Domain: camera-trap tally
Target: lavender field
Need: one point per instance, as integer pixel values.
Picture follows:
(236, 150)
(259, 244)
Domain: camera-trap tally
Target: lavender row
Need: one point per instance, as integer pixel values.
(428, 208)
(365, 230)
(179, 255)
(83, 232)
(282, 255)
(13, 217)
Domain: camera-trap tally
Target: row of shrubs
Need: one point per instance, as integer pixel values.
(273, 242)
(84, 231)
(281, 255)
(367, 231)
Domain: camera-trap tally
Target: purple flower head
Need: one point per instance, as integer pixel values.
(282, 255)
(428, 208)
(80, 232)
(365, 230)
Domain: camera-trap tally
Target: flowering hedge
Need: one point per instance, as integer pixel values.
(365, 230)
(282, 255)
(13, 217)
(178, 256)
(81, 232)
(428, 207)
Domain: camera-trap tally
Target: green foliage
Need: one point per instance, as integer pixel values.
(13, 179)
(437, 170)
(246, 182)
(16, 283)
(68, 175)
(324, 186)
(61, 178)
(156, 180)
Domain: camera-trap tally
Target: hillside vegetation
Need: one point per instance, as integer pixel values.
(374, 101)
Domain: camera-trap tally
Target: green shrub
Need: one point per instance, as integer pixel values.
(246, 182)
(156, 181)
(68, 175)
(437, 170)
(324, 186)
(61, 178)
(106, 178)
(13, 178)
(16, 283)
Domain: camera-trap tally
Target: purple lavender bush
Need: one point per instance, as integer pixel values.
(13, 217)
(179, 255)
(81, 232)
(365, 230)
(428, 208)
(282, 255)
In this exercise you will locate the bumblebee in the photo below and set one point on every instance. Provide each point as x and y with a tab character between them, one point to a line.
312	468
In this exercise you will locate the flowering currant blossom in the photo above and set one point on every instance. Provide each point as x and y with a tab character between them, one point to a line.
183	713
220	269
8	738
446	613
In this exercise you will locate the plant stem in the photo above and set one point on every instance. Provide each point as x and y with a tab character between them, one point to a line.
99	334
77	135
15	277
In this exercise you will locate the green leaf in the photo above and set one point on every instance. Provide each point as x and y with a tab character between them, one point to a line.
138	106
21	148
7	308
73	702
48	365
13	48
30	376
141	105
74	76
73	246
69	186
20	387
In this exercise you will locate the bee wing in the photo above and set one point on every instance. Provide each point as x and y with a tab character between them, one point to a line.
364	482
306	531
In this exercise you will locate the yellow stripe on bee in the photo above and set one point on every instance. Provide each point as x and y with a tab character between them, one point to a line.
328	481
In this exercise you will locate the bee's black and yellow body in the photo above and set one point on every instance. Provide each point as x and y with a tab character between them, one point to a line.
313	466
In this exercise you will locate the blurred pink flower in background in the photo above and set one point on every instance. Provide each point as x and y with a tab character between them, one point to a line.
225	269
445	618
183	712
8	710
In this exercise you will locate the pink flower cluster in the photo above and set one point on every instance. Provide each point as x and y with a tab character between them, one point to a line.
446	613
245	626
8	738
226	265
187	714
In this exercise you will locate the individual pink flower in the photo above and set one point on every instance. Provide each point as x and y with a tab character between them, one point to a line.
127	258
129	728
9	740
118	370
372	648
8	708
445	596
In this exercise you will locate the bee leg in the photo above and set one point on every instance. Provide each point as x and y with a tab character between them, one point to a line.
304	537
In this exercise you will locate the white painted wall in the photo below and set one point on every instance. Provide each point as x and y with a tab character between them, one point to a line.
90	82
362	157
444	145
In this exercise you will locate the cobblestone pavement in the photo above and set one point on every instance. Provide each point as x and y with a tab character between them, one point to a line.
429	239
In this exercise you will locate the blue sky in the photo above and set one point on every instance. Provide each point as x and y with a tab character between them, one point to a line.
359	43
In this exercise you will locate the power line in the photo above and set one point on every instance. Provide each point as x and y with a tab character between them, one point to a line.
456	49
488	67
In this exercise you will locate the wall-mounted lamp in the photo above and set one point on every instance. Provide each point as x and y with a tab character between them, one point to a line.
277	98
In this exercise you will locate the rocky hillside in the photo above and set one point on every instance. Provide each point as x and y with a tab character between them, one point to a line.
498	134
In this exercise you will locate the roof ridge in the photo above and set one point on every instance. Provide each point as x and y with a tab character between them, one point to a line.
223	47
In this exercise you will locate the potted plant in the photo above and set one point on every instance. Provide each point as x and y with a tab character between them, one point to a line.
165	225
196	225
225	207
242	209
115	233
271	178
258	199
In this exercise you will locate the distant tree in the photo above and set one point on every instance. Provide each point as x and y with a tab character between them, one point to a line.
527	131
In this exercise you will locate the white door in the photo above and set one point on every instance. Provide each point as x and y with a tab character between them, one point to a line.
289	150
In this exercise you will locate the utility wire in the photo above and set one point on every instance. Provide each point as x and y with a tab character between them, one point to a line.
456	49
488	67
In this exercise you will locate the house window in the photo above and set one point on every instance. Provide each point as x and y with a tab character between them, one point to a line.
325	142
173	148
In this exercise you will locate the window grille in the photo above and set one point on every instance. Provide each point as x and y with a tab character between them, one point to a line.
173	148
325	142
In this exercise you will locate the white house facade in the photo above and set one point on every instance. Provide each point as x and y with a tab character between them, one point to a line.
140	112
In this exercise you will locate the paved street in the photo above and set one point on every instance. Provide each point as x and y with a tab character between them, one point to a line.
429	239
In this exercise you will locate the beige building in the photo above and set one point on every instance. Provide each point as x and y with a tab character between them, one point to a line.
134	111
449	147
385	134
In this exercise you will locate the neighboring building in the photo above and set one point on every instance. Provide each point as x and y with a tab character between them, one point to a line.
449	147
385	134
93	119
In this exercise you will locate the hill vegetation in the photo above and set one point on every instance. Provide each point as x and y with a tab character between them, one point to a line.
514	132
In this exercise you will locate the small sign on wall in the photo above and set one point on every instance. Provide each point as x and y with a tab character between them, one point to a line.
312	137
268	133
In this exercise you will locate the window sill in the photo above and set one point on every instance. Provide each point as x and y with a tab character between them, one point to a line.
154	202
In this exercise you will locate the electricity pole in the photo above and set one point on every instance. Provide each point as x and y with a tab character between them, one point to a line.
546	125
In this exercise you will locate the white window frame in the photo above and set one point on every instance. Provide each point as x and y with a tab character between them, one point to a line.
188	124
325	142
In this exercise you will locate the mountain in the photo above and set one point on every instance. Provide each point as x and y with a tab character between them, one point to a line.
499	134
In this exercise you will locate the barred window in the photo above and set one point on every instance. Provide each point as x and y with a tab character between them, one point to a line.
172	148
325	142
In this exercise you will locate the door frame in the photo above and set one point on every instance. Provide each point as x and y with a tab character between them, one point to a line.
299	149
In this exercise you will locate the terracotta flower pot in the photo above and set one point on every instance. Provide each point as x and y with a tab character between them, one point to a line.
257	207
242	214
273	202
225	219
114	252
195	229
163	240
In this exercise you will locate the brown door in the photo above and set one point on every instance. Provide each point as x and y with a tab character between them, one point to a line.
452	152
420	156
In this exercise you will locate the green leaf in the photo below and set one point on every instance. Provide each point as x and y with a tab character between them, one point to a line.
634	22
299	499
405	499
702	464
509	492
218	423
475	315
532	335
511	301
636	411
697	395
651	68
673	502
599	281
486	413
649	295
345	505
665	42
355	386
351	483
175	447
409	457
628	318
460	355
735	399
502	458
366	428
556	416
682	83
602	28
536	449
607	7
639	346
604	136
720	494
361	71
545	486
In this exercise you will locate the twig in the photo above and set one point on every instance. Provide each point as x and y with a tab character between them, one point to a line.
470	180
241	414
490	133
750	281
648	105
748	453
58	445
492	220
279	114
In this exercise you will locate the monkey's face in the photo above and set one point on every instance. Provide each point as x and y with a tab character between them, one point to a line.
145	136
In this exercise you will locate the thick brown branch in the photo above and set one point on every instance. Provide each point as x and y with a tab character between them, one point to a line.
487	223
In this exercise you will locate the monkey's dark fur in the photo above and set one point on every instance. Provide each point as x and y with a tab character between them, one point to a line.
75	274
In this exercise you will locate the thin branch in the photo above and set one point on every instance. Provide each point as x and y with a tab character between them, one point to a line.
-------
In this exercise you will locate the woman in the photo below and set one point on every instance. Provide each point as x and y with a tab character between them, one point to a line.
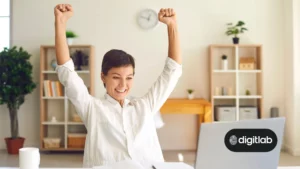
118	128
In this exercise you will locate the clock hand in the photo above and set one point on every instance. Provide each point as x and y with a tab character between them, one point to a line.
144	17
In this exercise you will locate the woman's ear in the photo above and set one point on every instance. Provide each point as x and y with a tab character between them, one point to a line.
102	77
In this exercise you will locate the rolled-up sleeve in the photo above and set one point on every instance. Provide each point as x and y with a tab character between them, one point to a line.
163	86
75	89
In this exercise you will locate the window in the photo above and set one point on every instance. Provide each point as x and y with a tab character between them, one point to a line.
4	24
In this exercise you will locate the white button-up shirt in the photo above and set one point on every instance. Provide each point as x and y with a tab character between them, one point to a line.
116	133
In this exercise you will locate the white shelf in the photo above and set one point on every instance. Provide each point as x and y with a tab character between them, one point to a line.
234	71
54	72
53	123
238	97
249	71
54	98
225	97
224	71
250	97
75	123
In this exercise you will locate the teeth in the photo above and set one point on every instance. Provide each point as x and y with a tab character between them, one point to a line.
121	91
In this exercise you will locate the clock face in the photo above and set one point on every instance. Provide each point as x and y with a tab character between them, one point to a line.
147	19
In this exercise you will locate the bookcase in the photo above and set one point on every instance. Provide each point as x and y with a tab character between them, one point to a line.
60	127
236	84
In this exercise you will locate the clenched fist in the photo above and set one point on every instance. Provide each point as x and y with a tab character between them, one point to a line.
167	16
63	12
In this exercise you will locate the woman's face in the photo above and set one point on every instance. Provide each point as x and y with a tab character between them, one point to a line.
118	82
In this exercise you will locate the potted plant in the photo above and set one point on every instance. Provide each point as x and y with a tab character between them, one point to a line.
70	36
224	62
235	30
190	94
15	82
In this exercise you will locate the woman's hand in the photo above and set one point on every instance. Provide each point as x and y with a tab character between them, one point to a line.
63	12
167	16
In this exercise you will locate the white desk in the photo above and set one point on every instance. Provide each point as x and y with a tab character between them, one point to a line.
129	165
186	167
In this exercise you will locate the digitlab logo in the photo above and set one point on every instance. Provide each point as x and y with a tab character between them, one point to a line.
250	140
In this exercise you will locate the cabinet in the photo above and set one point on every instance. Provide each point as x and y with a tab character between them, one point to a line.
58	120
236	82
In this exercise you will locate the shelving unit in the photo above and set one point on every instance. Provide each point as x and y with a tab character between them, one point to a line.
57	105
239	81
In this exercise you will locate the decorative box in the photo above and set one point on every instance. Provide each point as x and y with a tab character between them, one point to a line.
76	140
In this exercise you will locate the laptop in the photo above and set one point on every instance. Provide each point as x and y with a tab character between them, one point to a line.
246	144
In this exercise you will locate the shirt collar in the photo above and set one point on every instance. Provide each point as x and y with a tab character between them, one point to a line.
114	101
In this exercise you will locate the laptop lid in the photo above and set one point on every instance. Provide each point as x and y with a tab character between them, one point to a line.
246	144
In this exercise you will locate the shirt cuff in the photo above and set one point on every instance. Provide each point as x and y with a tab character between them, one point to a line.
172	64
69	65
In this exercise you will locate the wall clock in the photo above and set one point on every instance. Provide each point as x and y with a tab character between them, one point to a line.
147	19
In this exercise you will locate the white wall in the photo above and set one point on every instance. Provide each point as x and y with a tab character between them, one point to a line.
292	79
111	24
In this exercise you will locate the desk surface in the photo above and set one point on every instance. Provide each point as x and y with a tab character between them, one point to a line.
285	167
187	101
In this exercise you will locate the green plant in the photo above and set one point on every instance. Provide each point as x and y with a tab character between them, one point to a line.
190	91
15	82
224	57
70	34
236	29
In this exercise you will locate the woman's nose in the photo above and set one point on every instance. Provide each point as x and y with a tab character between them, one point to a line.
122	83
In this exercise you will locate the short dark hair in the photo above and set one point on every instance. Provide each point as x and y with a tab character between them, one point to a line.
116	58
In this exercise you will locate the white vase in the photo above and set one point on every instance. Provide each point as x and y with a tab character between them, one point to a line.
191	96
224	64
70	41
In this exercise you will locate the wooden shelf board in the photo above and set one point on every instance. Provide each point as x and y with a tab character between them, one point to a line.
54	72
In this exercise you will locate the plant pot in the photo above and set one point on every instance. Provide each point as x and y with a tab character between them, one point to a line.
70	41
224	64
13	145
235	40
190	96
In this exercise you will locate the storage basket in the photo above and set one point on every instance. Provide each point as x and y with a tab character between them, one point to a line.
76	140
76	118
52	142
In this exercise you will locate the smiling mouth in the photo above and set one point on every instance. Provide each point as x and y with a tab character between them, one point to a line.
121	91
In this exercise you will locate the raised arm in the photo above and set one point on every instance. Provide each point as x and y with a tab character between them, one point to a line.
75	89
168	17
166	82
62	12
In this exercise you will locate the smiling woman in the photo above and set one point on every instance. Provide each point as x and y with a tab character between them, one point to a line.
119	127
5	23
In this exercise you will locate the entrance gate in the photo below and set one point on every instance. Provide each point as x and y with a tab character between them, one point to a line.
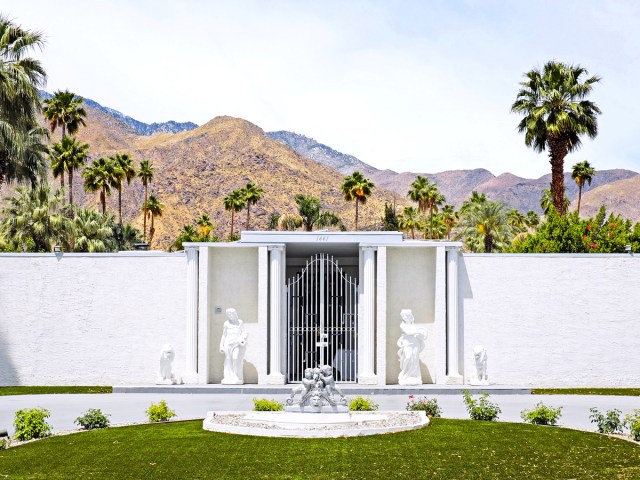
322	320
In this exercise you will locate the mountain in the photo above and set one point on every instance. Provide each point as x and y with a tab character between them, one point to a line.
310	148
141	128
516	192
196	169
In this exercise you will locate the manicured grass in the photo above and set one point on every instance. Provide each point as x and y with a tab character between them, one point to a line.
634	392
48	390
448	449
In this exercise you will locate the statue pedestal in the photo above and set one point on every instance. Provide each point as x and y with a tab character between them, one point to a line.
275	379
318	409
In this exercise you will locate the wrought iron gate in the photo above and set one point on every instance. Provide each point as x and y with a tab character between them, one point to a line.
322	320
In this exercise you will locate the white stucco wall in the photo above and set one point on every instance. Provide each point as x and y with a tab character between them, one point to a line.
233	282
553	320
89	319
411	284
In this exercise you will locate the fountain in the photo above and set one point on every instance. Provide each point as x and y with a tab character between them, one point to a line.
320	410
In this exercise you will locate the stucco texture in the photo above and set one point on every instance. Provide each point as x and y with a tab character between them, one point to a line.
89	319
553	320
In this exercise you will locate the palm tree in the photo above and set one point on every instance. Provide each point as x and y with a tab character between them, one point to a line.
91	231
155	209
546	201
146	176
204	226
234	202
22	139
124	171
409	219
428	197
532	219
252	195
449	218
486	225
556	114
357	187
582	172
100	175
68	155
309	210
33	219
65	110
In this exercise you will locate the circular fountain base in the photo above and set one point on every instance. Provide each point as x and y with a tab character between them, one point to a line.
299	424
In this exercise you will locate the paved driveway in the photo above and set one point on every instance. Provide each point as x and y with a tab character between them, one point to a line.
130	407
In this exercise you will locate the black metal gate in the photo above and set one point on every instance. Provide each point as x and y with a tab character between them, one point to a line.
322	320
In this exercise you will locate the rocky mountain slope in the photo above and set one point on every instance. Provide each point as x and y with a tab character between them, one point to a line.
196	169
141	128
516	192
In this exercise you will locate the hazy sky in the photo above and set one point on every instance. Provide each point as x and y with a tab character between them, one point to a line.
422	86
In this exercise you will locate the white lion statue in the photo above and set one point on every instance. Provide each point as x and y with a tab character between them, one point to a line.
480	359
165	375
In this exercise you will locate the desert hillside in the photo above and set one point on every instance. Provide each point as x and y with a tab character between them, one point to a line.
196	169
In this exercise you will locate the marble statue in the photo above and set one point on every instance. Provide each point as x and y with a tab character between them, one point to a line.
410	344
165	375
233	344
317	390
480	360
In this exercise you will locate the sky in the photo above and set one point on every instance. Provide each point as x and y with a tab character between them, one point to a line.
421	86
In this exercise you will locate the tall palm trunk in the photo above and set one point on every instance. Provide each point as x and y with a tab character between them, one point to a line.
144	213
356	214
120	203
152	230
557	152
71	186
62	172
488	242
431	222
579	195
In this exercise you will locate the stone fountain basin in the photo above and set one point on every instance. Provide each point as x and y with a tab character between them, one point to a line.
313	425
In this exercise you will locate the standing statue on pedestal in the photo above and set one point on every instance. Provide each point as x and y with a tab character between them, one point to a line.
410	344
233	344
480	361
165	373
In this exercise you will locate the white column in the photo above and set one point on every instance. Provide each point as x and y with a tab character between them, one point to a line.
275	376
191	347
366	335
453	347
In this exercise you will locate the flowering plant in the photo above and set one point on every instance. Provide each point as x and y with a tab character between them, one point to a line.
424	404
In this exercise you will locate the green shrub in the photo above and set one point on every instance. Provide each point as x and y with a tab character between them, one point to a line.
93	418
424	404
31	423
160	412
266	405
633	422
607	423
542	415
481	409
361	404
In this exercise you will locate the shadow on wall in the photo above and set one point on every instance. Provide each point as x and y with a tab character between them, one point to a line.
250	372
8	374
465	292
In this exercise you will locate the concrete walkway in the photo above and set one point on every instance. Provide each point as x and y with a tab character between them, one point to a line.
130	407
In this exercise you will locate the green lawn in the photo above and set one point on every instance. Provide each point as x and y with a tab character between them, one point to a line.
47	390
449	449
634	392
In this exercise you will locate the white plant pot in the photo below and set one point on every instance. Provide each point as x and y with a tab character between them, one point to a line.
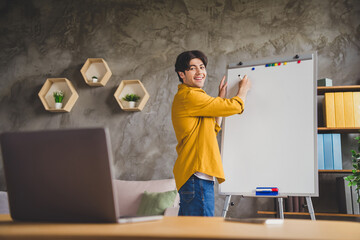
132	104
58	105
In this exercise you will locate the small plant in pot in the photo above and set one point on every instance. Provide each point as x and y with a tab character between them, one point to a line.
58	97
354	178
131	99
-------
Exercise aim | List every line in the rows above that contains the string "Target", copying each such line in full. Matching is case-sensitive.

Finished answer |
Target: lavender field
Target: lavender row
Target: row of shrubs
Target: purple flower head
Target: flowering hedge
Target: green foliage
Target: hillside vegetation
Target: green shrub
Target: purple lavender bush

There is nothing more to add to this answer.